* _EXERCISE_
Copy out each line exactly as it appears.

* * * * *

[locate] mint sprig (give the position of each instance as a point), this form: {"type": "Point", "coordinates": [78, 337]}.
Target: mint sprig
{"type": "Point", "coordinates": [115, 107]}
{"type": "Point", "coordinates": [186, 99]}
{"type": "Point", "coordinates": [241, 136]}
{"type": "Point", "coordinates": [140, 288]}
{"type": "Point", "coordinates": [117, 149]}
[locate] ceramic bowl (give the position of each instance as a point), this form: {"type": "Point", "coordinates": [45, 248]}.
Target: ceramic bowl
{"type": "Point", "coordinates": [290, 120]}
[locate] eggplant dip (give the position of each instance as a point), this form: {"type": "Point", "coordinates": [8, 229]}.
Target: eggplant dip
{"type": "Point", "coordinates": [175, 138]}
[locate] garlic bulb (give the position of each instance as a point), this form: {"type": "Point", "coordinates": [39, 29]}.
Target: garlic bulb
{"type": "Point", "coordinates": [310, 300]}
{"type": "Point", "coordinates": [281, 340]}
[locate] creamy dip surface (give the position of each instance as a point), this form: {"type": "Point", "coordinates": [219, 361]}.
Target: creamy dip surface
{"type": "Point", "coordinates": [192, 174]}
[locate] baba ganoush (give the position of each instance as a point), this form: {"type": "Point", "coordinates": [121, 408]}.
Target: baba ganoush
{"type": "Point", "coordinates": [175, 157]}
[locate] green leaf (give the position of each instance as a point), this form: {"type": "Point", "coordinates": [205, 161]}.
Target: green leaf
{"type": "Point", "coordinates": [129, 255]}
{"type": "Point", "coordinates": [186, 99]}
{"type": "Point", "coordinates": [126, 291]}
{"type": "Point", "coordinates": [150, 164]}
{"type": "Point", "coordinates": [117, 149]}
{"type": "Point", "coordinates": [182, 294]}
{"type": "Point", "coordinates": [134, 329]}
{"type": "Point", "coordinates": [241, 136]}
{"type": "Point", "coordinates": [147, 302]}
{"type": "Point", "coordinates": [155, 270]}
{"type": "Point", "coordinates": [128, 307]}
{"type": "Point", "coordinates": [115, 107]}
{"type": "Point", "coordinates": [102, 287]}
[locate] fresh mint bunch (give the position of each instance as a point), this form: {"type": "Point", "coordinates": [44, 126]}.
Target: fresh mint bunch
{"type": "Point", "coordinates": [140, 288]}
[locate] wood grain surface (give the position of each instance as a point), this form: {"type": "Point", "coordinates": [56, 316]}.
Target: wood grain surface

* * * * *

* _TASK RESULT_
[locate] mint sprig (give the position of each instance as a point), this form: {"type": "Point", "coordinates": [78, 337]}.
Target: mint sprig
{"type": "Point", "coordinates": [115, 107]}
{"type": "Point", "coordinates": [186, 99]}
{"type": "Point", "coordinates": [241, 136]}
{"type": "Point", "coordinates": [140, 288]}
{"type": "Point", "coordinates": [117, 149]}
[locate] ceramic bowl (give the position of each instance as a point), this form: {"type": "Point", "coordinates": [45, 248]}.
Target: ceramic bowl
{"type": "Point", "coordinates": [290, 120]}
[locate] eggplant dip (give the position of each instance as a point), this form: {"type": "Point", "coordinates": [8, 229]}.
Target: eggplant dip
{"type": "Point", "coordinates": [175, 138]}
[locate] garlic bulb (give the position of each instance as a point), this form: {"type": "Point", "coordinates": [39, 29]}.
Target: garlic bulb
{"type": "Point", "coordinates": [310, 300]}
{"type": "Point", "coordinates": [281, 340]}
[locate] creamy dip surface (give the position of each instance as a point), this form: {"type": "Point", "coordinates": [219, 361]}.
Target: creamy dip surface
{"type": "Point", "coordinates": [192, 174]}
[locate] baba ganoush (give the position of each instance as a point), this form: {"type": "Point", "coordinates": [121, 408]}.
Target: baba ganoush
{"type": "Point", "coordinates": [175, 157]}
[locate] green leaf (give the position of each instance as a point), this form: {"type": "Point", "coordinates": [205, 161]}.
Target: green leaf
{"type": "Point", "coordinates": [129, 255]}
{"type": "Point", "coordinates": [186, 99]}
{"type": "Point", "coordinates": [126, 291]}
{"type": "Point", "coordinates": [150, 164]}
{"type": "Point", "coordinates": [117, 149]}
{"type": "Point", "coordinates": [182, 294]}
{"type": "Point", "coordinates": [134, 329]}
{"type": "Point", "coordinates": [241, 136]}
{"type": "Point", "coordinates": [147, 302]}
{"type": "Point", "coordinates": [155, 270]}
{"type": "Point", "coordinates": [128, 307]}
{"type": "Point", "coordinates": [115, 107]}
{"type": "Point", "coordinates": [102, 287]}
[locate] fresh mint bunch (give the position of each instance as a point), this form: {"type": "Point", "coordinates": [44, 126]}.
Target: fresh mint bunch
{"type": "Point", "coordinates": [140, 288]}
[locate] wood grain surface (give the position of each instance as a point), this form: {"type": "Point", "coordinates": [56, 316]}.
Target: wood grain surface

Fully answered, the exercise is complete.